Zadanie pisemne: Kontynuuj artykuł o plagi myszy na polach, zaczynając zaraz po jego ostatnim zdaniu.

Radio Opole » Gospodarka
2020-07-08, 18:00 Autor: Mariusz Chałupnik

Myszy nie odpuszczają rolnikom. Plaga gryzoni w całym regionie

Skutki aktywności gryzoni [fot. farmer.pl]
Skutki aktywności gryzoni [fot. farmer.pl]
Małe zwierzę, ale problem bardzo duży. Rolnicy w regionie zmagają się z plagą myszy. Duża populacja tych gryzoni w tym roku wiąże się z kilkoma czynnikami. To między innymi łagodna, sucha zima oraz sposób, w jaki dany rolnik uprawia pole.
Choć na razie nie jest znana skala zniszczeń wywołanych przez myszy, to wiadomo, że niektóre gospodarstwa mogą mieć w tym roku problem ze zbiorami.

Najtrudniejsza sytuacja jest na południu regionu. Od początku sezonu myszy sieją spustoszenie na polach w powiatach kędzierzyńsko-kozielskim, prudnickim oraz głubczyckim.

- W pojedynczych przypadkach w gminach Kietrz, Branice rolnicy musieli przeorać zboże i posadzić kukurydzę. Jedną z przyczyn jest sposób uprawy - mówi Tomasz Ognisty, rolnik z Kietrza. - Wśród rolników słyszę głosy, że jedni robią uproszczoną metodę uprawy tzw. bezorkową i oni mają większe problemy z myszami. Natomiast ci którzy robią tradycyjną metodą upraw twierdzą, że mają mniej tych problemów i narzekają na tych, którzy tych pól nie orzą.

Plaga myszy nie omija innych powiatów. Na północy regionu rolnicy wyliczają, że straty w jęczmieniu i pszenicy ozimej wyniosą od 15 do 20 proc.

- Faktyczny poziom strat będzie znany dopiero później - zaznacza Stanisław Jasyk, rolnik z powiatu namysłowskiego. - Prawdziwe straty będzie można ocenić wówczas, gdy kombajny wjadą w pole. Gdy będzie się kosiło, to będzie widać, ponieważ myszy wygryzają placowo. Czyli łan z daleka widać bardzo ładny, ale gdy wejdzie się w łan, to dopiero widać, że wszystko jest ścięte.

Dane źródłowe
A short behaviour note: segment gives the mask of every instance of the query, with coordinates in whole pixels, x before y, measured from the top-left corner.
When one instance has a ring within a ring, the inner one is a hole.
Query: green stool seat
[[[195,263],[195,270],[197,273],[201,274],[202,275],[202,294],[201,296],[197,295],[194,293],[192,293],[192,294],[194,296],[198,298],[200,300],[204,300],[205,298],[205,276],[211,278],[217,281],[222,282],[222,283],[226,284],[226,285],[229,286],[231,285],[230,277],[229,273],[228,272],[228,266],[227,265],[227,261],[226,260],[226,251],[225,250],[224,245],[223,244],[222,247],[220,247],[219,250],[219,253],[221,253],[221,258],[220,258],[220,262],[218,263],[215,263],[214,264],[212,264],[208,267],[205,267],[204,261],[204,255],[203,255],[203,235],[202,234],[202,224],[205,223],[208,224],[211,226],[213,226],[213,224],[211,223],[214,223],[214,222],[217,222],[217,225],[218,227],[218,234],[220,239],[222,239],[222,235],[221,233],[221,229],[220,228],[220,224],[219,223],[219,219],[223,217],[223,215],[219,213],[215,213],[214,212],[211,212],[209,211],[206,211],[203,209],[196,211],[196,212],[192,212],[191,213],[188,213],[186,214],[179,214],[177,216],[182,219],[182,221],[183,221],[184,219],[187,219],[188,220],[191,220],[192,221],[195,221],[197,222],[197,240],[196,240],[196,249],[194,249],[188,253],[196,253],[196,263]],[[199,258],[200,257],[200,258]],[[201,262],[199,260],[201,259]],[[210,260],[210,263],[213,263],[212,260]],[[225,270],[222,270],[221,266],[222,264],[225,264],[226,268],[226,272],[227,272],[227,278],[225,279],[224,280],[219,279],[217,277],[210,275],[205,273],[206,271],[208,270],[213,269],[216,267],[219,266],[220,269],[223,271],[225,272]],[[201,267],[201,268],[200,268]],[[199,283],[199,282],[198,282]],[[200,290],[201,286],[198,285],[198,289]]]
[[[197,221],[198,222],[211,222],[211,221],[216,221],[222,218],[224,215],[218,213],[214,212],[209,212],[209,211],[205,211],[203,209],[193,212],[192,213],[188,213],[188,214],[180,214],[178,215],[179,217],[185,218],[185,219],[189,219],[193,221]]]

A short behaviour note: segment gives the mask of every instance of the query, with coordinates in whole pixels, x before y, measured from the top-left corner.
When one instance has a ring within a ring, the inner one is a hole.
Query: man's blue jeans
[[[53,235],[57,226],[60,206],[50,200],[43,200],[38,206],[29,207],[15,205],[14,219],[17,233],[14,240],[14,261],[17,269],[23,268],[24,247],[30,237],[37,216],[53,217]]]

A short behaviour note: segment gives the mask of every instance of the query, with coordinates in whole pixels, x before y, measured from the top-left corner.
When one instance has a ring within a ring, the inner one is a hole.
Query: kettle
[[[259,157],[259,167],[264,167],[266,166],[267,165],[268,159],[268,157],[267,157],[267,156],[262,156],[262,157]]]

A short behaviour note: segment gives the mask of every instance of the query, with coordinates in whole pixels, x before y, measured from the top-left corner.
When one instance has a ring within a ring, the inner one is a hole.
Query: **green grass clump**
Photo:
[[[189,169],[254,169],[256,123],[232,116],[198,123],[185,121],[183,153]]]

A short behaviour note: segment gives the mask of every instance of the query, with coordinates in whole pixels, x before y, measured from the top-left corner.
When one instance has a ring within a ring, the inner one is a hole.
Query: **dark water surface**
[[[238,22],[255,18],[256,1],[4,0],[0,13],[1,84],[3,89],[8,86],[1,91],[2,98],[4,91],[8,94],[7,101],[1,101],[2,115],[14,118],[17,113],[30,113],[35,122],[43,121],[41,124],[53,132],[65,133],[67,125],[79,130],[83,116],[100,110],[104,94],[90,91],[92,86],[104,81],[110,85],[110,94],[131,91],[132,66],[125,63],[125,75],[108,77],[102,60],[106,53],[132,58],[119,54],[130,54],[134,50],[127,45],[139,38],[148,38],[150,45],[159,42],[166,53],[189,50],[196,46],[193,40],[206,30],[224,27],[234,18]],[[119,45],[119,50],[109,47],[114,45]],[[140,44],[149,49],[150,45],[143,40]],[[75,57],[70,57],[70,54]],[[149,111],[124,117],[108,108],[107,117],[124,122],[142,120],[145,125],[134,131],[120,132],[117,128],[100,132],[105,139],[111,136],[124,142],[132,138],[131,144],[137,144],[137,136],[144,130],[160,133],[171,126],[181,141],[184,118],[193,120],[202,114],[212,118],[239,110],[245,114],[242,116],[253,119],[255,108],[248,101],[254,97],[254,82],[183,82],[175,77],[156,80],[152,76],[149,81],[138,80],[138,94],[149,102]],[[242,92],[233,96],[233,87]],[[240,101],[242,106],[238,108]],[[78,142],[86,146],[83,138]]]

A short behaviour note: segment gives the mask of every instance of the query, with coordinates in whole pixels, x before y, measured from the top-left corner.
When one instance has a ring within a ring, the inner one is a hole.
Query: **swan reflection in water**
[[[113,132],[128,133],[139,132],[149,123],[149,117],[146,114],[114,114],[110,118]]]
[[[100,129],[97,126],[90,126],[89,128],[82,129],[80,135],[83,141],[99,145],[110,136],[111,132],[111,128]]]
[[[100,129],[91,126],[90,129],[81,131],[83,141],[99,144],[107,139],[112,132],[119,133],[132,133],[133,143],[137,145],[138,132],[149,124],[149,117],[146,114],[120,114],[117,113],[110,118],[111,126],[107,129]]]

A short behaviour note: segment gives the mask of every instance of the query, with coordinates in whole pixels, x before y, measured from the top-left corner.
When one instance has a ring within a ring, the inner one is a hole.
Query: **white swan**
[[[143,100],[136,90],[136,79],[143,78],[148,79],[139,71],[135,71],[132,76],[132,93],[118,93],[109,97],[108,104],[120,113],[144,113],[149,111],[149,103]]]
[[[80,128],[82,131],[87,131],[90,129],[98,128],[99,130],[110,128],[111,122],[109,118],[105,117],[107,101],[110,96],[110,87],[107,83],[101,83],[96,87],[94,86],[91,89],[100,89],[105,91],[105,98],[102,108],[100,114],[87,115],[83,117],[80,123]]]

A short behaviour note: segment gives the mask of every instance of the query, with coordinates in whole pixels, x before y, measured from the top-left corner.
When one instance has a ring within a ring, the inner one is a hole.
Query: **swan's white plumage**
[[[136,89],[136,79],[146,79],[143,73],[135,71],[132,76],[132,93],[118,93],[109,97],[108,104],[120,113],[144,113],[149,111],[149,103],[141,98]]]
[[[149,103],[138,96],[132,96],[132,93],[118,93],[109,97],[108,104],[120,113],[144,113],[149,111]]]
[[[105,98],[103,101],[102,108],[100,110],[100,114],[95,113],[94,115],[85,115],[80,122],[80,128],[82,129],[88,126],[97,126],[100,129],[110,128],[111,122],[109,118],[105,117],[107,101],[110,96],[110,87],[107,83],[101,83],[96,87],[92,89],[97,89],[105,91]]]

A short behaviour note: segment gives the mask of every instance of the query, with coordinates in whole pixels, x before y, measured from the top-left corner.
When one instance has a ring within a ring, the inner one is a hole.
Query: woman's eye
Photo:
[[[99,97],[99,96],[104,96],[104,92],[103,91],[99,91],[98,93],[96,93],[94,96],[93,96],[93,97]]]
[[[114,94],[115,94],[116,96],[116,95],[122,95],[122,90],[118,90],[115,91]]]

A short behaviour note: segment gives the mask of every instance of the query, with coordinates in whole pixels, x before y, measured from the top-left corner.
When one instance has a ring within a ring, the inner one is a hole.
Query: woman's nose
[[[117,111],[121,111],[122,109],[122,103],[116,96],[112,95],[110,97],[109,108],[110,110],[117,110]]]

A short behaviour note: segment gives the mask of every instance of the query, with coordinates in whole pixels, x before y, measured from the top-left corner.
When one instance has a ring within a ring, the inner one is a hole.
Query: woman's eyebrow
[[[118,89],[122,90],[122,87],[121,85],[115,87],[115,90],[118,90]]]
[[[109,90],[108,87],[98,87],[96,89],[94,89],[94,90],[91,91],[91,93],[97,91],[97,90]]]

Wynik:
- Jesteśmy bezsilni - dodaje Łukasz Smolarczyk, rolnik z powiatu namysłowskiego. - Nie ma żadnych dopuszczonych środków do walki z gryzoniami, nie mamy żadnych możliwości zapobiegania stratom.

O pomoc w sprawie mysiej plagi do Ministerstwa Rolnictwa i Rozwoju Wsi wniosek złożyła Izba Rolnicza w Opolu.

- Temat jest bardzo trudny, ponieważ gryzonie nie podlegają żadnej notyfikacji - mówi Marek Froelich, prezes Izby Rolniczej w Opolu. - Nie można się od gryzoni ubezpieczyć, bo nie jest to jedna z klęsk żywiołowych. Nie jest to zwierzyna chroniona czy też leśna. Także praktycznie jesteśmy sami sobie. W moim terenie rolnicy dzisiaj z hektara młócą od tony do dwóch jęczmienia ozimego. Ścigają się. Kto szybciej myszy, czy też kombajn.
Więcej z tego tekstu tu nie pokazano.